● **Task goal**:
Each entry below is to be transcribed exactly.

● **Data**:

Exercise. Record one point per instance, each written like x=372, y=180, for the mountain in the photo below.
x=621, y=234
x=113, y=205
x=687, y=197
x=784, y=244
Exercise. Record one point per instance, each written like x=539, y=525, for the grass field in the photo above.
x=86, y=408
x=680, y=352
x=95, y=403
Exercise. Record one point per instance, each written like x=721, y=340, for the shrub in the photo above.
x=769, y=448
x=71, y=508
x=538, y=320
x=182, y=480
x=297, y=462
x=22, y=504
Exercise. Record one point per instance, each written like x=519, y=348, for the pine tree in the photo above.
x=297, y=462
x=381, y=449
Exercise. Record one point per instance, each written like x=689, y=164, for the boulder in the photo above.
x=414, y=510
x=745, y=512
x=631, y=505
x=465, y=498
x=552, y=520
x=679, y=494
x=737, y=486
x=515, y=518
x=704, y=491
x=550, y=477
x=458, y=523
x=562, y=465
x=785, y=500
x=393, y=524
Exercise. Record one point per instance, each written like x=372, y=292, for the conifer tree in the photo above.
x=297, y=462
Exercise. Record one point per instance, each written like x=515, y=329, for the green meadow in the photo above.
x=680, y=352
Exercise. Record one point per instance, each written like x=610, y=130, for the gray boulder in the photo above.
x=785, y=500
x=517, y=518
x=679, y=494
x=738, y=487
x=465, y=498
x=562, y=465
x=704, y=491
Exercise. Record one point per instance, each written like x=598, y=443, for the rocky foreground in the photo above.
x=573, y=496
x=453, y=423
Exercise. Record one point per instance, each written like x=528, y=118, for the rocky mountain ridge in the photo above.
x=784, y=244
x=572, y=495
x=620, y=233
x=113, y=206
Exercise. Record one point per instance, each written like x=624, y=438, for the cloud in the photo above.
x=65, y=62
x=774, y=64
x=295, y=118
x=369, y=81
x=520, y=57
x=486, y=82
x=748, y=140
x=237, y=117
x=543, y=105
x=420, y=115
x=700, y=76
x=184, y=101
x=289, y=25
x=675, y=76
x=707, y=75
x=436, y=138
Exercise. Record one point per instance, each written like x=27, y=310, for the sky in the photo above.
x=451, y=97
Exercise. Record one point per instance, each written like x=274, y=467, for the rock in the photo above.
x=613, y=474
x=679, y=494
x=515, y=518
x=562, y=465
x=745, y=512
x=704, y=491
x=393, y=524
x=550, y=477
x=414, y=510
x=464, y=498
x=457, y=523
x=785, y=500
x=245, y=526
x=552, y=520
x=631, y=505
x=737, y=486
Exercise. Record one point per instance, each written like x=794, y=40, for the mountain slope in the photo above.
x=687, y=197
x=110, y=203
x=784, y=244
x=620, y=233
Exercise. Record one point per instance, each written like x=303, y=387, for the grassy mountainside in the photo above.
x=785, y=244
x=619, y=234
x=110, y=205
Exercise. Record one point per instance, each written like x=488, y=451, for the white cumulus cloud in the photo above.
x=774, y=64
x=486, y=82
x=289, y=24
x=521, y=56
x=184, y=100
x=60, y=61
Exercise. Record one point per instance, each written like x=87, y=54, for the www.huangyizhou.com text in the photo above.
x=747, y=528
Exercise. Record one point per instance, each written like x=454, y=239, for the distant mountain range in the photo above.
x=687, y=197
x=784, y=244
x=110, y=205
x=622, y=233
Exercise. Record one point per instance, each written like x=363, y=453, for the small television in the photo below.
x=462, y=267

● **Exercise answer**:
Exercise. Record one point per instance, each written like x=372, y=180, for the mountain in the photo below.
x=621, y=234
x=113, y=205
x=687, y=197
x=784, y=244
Exercise. Record one point per instance, each written like x=539, y=525, for the grass field in the photo above.
x=86, y=408
x=680, y=352
x=95, y=403
Exercise. Record one point per instance, each written like x=721, y=340, for the shrub in the photo above.
x=769, y=448
x=71, y=508
x=538, y=320
x=182, y=480
x=297, y=462
x=22, y=504
Exercise. Record one point per instance, each written like x=519, y=348, for the pine tree in the photo above.
x=297, y=462
x=381, y=449
Exercise. Record one point per instance, each written like x=689, y=164, for the boulder in the photo above.
x=414, y=510
x=745, y=512
x=631, y=505
x=465, y=498
x=552, y=520
x=679, y=494
x=737, y=486
x=515, y=518
x=704, y=491
x=550, y=477
x=458, y=523
x=562, y=465
x=785, y=500
x=393, y=524
Exercise. Record one point per instance, each written like x=372, y=292, for the conifer tree in the photo above.
x=297, y=462
Exercise. Record one point per instance, each written like x=515, y=329, for the green meadow in the photo above.
x=680, y=352
Exercise. Record one point per instance, each written like x=610, y=130, for the gray boulder in the photo above.
x=785, y=500
x=517, y=518
x=679, y=494
x=738, y=487
x=465, y=498
x=562, y=465
x=704, y=491
Exercise. Record one point per instance, each written like x=598, y=443, for the rocky foreground in the photo above.
x=573, y=496
x=453, y=423
Exercise. Record one point per instance, each written like x=528, y=118, for the rocky mountain ridge in the photo above.
x=784, y=244
x=572, y=495
x=620, y=233
x=113, y=206
Exercise. Record one point per instance, each written like x=624, y=438, for the cloud in the photo above.
x=65, y=62
x=774, y=64
x=295, y=118
x=369, y=81
x=520, y=57
x=486, y=82
x=748, y=140
x=237, y=117
x=543, y=105
x=420, y=115
x=700, y=76
x=184, y=101
x=289, y=25
x=675, y=76
x=707, y=75
x=436, y=138
Exercise. Record one point per instance, each written like x=27, y=310, for the sky in the photo above.
x=451, y=97
Exercise. Record one point per instance, each written like x=274, y=467, for the rock in the photo above.
x=613, y=474
x=679, y=494
x=515, y=518
x=562, y=465
x=745, y=512
x=704, y=491
x=393, y=524
x=550, y=477
x=414, y=510
x=464, y=498
x=457, y=523
x=785, y=500
x=245, y=526
x=552, y=520
x=631, y=505
x=737, y=486
Exercise. Record one point per instance, each written like x=794, y=40, for the mountain slope in the photo above.
x=687, y=197
x=110, y=203
x=784, y=244
x=620, y=233
Exercise. Record one point per instance, each written like x=303, y=387, for the grassy mountainside in the photo above.
x=785, y=244
x=619, y=234
x=110, y=205
Exercise. Record one point per instance, each written like x=488, y=451, for the white cumulus cloud in the photo above.
x=774, y=64
x=486, y=82
x=289, y=24
x=521, y=56
x=184, y=100
x=60, y=61
Exercise. Record one point per instance, each written like x=87, y=54, for the www.huangyizhou.com text in the photo above.
x=747, y=528
Exercise. Record one point per instance, each written like x=454, y=239, for the distant mountain range in the photo above.
x=687, y=197
x=784, y=244
x=110, y=205
x=622, y=233
Exercise. Record one point per instance, each written like x=363, y=453, for the small television in the photo below.
x=462, y=267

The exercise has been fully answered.